### TAREFAS A CUMPRIR
1. No trecho sobre fraude tributária em grupos econômicos, reescreva de forma mais curta o parágrafo que começa com "Portanto o Juiz, ao término do incidente", mantendo seus fatos principais.
2. Dê sequência ao trecho sobre fraude tributária em grupos econômicos, escrevendo a partir da sua última frase.

Não é possível olvidar que, demonstrada a confusão patrimonial e a unidade de controle do agrupamento empresarial, o magistrado reconhece o grupo de empresas como sendo uma única realidade de fato, ou seja, uma única sociedade formada por diversas empresas que atuam como departamentos da controladora. Os gestores da sociedade devedora deliberam no sentido da criação de outras empresas com o intuito de fraudar os órgãos de Administração Tributária.
Portanto o Juiz, ao término do incidente de desconsideração, por força do novo artigo 137 do CPC combinado com o artigo 185 do CTN, deve considerar ineficazes os atos de alienação ou oneração de bens de todas as empresas do grupo e dos sócios responsáveis pela fraude a partir da inscrição em dívida ativa dos créditos tributários em nome da sociedade originária.
A posição, que pode vir a ser defendida por parte da doutrina, no sentido de que são ineficazes os atos de dilapidação patrimonial somente a partir da decretação da decisão de desconsideração fulminaria a atuação da Fazenda Pública na execução das obrigações tributárias haja vista que, no decorrer do incidente processual, os gestores do grupo econômico passariam a realizar nova reestruturação societária com a criação de novos simulacros de pessoas jurídicas, esvaziando o patrimônio das empresas constantes do pedido de redirecionamento.

### ENTRADAS FORNECIDAS
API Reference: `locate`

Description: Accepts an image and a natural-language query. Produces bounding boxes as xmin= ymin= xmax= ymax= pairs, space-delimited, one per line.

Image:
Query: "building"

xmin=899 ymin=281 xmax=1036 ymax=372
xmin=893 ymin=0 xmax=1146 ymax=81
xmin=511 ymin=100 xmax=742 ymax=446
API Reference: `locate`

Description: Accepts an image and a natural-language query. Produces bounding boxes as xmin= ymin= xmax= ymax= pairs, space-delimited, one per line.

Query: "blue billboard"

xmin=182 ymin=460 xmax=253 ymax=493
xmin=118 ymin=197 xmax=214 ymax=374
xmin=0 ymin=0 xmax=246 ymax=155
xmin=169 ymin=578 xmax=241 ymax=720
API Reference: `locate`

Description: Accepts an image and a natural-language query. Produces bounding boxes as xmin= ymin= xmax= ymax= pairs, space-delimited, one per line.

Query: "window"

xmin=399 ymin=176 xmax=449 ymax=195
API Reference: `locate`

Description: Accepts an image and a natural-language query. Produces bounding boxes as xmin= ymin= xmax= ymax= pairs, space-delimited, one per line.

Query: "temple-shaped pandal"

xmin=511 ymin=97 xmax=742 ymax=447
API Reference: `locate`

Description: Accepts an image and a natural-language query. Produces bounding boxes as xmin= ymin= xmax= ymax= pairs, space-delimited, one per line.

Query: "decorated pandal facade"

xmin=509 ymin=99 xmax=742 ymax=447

### RESULTADOS POR TAREFA
1. Encerrado o incidente de desconsideração, o juiz, com base no novo art. 137 do CPC e no art. 185 do CTN, deve declarar ineficazes as alienações e onerações de bens de todas as empresas do grupo e dos sócios responsáveis pela fraude, a contar da inscrição em dívida ativa dos créditos tributários em nome da sociedade originária.

2.
Solução a ser adotada, na hipótese de prevalecer este entendimento na jurisprudência, seria o requerimento de medida liminar de indisponibilidade dos bens das sociedades no momento da interposição do pedido de instauração do incidente de desconsideração, com lastro no poder geral de cautela do Juiz, visando resguardar a satisfação dos créditos tributários em cobrança, até a sua conclusão. Com o deferimento do pedido e o consequente reconhecimento do grupo econômico com o redirecionamento da execução fiscal para os entes agrupados, o bloqueio de bens, a requerimento da Fazenda Pública, se converteria em penhora.
Conclusão
A inovação trazida pelo novo Codex introduziu, no cenário jurídico nacional, uma sede de discussão de um tema de alta complexidade que trará, em um futuro próximo uma série de questionamentos a serem trazidos á baila ao longo das tramitações dos processos judiciais, especialmente na sua fase executória.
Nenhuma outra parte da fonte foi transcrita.